The Western Sephardic minhag (Spanish and Portuguese, much of Europe) is traditionally to wear the tallit wrapped around the upper part of the body, so it drapes across the back but then comes up over the upper arms, above the elbows, then either hang all four tzitzit in front or sort of hold them out. I’ve found by watching older men in shul that this makes it a lot less awkward for gathering the tzitzit for Shema, because one doesn’t have to reach around behind and fumble for the strings.

Thanks, Michael

It sounds to me like Michael needs a bit more in the length, i.e. if his present tallit were longer in back, he’d be able to bring it in front. When you move up a size, you gain an additional four inches in length.

The bigger number in our size tables refers to the length/width of the tallit across the shoulders, i.e. from one fringed side to the other. Our size chart shows typical sizes, but different companies have slight differences in their size 60 or size 70.

In addition to the advantages in terms of mechanics during Kriyat Shema, to my mind there is a halachic advantage. The Rishonim (e.g. the Rambam) talk about the requirement of עיטוף or wrapping. (And of course the Tzitzit Bracha says להתעטף.)

It’s harder for me to understand how עיטוף is achieved when the tallit is worn on the shoulders and draping down in front and back, compared to the Sephardic/Yemenite/German עיטוף Michael describes.

◆ ◆ ◆ ◆ ◆ ◆ ◆

**STATED TASK**
Copy the tallit passage from "The Western Sephardic" to "for the strings.", swapping "shul" for "synagogue".

**MATERIAL PROVIDED**
◆ ◆ ◆ ◆ ◆ ◆ ◆

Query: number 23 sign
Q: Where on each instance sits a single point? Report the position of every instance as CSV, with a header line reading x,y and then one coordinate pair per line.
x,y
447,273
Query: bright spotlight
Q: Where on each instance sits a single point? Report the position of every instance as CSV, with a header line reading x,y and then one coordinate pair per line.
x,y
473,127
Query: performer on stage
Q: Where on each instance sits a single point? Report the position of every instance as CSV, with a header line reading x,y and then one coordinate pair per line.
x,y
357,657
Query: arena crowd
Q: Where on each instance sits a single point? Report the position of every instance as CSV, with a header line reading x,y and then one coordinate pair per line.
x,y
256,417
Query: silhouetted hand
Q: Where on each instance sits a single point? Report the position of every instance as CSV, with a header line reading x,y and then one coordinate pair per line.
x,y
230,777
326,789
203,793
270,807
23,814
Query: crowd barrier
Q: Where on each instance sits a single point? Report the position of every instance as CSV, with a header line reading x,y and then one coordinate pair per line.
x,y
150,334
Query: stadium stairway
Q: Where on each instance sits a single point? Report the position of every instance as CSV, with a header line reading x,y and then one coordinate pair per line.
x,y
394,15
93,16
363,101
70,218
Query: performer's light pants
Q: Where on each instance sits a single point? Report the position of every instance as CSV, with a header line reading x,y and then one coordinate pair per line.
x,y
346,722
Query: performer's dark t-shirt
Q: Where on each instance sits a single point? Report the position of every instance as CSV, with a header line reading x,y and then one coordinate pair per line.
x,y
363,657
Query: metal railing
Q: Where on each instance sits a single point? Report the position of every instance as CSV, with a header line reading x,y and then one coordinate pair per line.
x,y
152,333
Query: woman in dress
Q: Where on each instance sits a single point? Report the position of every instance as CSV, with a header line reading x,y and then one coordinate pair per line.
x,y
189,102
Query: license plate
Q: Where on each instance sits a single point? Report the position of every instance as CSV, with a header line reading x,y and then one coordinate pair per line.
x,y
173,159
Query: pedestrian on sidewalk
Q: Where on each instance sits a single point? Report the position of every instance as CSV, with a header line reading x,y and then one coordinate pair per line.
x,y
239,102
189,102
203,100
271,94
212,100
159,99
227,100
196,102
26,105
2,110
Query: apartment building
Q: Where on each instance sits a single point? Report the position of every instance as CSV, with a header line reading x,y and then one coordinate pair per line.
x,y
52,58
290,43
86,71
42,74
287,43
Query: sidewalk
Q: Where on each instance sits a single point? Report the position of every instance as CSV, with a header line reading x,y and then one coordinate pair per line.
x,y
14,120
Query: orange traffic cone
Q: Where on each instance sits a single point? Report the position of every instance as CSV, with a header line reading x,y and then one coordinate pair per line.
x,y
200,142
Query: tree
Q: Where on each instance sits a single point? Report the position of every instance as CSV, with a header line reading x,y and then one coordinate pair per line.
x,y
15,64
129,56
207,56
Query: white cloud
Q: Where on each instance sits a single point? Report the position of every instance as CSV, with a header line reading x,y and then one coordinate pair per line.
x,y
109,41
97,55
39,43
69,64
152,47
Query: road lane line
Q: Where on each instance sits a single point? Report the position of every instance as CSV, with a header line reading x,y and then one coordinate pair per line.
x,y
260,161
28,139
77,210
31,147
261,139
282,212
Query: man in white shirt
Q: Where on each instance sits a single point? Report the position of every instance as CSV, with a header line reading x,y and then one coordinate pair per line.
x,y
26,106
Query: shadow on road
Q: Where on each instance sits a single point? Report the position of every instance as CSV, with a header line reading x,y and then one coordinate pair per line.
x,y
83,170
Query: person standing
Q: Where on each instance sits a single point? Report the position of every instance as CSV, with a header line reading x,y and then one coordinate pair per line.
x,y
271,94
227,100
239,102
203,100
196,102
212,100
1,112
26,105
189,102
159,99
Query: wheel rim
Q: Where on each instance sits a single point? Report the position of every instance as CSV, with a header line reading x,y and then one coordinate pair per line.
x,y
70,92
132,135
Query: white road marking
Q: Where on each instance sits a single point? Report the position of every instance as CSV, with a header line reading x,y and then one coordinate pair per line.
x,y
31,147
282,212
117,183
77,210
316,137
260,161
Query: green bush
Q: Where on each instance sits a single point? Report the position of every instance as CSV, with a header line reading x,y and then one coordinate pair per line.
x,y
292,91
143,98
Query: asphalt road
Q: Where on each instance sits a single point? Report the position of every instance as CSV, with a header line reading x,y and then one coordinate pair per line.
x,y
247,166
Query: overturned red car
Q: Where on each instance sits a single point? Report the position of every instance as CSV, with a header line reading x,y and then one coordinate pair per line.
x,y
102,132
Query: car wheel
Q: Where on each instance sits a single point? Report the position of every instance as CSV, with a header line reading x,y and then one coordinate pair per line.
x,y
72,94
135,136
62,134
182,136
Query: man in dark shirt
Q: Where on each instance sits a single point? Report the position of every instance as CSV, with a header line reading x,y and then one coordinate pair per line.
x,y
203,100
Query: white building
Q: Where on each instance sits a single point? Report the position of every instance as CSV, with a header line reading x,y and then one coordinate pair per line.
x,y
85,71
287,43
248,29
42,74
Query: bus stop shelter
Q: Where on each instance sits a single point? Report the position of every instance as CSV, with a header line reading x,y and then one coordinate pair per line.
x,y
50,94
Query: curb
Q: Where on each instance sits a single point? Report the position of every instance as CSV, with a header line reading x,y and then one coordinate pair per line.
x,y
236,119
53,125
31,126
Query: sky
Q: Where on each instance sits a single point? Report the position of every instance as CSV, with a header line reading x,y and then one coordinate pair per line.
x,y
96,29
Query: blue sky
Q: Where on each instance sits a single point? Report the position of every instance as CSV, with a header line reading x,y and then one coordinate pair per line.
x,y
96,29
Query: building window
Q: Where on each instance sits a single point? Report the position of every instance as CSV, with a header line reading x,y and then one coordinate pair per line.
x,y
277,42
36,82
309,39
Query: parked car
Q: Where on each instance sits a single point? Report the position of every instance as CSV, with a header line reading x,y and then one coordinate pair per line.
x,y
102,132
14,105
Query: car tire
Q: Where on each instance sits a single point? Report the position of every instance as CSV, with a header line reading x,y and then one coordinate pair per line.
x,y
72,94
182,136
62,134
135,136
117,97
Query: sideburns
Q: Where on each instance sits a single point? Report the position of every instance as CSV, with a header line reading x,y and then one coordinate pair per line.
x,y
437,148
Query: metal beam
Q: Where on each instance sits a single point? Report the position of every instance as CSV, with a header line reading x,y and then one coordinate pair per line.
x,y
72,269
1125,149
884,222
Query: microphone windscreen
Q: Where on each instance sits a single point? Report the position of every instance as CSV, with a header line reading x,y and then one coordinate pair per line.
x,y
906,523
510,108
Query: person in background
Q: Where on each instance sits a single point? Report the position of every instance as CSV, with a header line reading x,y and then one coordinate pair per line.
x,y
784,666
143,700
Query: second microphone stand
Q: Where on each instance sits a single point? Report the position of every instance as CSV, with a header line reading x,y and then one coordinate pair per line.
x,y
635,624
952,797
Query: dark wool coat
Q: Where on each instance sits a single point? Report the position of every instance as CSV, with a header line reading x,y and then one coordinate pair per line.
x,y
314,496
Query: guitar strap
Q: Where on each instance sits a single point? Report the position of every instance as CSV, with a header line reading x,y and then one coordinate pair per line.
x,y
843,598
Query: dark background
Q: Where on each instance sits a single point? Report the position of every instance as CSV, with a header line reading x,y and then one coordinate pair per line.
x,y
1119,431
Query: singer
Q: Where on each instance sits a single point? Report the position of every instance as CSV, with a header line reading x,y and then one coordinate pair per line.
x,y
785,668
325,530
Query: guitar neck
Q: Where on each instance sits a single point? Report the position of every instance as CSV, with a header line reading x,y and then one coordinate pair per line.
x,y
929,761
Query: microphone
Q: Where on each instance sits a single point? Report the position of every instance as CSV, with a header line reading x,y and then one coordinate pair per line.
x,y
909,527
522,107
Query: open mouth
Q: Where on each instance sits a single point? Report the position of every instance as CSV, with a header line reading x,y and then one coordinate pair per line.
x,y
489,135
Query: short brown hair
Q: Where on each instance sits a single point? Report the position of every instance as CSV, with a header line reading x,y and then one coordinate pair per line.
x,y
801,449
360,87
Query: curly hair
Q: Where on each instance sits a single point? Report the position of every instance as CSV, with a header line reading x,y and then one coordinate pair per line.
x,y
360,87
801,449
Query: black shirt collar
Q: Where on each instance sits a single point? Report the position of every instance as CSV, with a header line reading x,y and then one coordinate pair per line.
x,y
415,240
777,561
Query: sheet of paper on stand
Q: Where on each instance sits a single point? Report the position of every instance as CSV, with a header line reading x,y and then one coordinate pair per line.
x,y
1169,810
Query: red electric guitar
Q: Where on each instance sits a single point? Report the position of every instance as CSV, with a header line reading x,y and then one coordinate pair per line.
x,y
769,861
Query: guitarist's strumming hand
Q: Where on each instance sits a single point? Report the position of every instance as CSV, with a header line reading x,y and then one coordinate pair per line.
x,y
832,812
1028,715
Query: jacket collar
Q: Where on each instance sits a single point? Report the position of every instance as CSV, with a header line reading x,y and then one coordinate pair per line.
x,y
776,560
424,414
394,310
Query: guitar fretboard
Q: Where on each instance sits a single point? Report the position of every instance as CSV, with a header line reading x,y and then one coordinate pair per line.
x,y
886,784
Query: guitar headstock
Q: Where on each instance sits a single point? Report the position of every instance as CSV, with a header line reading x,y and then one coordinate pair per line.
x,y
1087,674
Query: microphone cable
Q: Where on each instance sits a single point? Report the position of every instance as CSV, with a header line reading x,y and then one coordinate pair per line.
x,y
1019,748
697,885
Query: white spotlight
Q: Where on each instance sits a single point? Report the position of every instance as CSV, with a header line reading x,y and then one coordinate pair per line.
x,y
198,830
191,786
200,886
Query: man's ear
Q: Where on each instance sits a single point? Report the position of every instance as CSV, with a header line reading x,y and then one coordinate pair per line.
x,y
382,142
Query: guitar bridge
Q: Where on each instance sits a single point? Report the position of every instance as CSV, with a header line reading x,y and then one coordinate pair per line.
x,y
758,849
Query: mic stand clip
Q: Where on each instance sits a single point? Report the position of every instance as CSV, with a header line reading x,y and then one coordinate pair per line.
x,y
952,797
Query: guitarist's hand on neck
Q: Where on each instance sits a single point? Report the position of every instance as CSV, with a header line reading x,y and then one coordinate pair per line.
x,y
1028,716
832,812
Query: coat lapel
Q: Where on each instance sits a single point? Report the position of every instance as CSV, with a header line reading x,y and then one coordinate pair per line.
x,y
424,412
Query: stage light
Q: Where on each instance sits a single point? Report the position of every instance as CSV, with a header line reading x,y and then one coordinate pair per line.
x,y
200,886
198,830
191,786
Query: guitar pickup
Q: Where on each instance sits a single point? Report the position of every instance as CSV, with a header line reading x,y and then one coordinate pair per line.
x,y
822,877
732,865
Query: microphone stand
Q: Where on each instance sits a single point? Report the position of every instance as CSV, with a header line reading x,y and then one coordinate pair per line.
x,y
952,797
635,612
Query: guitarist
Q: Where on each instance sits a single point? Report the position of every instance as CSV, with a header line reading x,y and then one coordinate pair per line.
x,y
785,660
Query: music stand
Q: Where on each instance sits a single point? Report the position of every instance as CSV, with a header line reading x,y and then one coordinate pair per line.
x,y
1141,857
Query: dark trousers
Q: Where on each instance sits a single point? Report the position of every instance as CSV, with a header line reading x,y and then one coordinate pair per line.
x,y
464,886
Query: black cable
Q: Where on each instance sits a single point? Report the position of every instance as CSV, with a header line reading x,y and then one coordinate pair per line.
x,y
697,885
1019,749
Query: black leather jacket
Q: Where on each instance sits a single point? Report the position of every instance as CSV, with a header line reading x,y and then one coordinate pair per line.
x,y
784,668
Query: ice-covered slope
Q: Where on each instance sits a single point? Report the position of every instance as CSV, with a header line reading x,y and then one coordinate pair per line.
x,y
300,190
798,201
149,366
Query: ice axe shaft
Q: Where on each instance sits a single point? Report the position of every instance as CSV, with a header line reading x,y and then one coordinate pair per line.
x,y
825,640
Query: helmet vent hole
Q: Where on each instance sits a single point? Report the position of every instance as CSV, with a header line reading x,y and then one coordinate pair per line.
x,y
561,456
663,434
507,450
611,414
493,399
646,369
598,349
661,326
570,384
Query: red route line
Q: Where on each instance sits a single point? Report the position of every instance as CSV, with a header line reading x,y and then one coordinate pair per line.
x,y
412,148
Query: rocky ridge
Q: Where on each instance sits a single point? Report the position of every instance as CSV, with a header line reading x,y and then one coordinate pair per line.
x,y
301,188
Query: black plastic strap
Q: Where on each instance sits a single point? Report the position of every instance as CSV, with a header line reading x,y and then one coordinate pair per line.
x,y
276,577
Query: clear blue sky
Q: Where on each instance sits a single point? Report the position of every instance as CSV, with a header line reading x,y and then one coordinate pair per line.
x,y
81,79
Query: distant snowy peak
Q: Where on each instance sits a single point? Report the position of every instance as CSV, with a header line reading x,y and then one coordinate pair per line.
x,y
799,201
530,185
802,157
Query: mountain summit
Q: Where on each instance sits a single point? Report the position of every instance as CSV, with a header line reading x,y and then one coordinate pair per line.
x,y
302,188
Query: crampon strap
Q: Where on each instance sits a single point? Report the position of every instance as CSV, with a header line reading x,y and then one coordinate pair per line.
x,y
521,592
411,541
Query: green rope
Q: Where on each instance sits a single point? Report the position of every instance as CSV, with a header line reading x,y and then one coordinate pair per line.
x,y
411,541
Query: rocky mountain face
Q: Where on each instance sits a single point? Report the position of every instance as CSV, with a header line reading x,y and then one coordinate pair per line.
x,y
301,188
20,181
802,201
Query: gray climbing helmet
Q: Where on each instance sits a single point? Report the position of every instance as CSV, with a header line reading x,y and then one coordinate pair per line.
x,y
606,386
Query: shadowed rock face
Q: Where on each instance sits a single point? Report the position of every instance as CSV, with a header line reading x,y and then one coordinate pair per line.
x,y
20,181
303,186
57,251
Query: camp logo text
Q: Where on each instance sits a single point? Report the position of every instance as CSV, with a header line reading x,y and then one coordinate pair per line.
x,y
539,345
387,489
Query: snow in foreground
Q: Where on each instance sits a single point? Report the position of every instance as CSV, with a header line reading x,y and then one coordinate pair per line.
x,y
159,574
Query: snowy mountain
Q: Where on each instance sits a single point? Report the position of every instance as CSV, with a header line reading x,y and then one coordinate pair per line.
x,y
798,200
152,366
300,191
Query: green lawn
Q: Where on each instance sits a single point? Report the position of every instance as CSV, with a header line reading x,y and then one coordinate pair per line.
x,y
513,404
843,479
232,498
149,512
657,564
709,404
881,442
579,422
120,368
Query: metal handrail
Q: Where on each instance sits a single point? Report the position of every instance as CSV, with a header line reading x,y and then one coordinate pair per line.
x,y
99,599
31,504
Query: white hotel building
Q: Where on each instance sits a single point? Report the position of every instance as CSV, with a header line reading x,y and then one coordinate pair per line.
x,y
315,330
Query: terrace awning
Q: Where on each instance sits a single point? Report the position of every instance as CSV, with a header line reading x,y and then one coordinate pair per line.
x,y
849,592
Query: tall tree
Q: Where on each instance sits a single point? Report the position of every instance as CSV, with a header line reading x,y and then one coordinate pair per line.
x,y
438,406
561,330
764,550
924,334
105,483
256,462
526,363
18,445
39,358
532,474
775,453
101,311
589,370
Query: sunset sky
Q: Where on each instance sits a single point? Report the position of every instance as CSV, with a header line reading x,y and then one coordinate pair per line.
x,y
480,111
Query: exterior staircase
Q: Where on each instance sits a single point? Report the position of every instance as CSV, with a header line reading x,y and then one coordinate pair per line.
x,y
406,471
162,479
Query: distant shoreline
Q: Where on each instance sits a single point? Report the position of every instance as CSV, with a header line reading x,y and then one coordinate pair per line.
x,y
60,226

◆ ◆ ◆ ◆ ◆ ◆ ◆

**EXERCISE RESPONSE**
The Western Sephardic minhag (Spanish and Portuguese, much of Europe) is traditionally to wear the tallit wrapped around the upper part of the body, so it drapes across the back but then comes up over the upper arms, above the elbows, then either hang all four tzitzit in front or sort of hold them out. I’ve found by watching older men in synagogue that this makes it a lot less awkward for gathering the tzitzit for Shema, because one doesn’t have to reach around behind and fumble for the strings.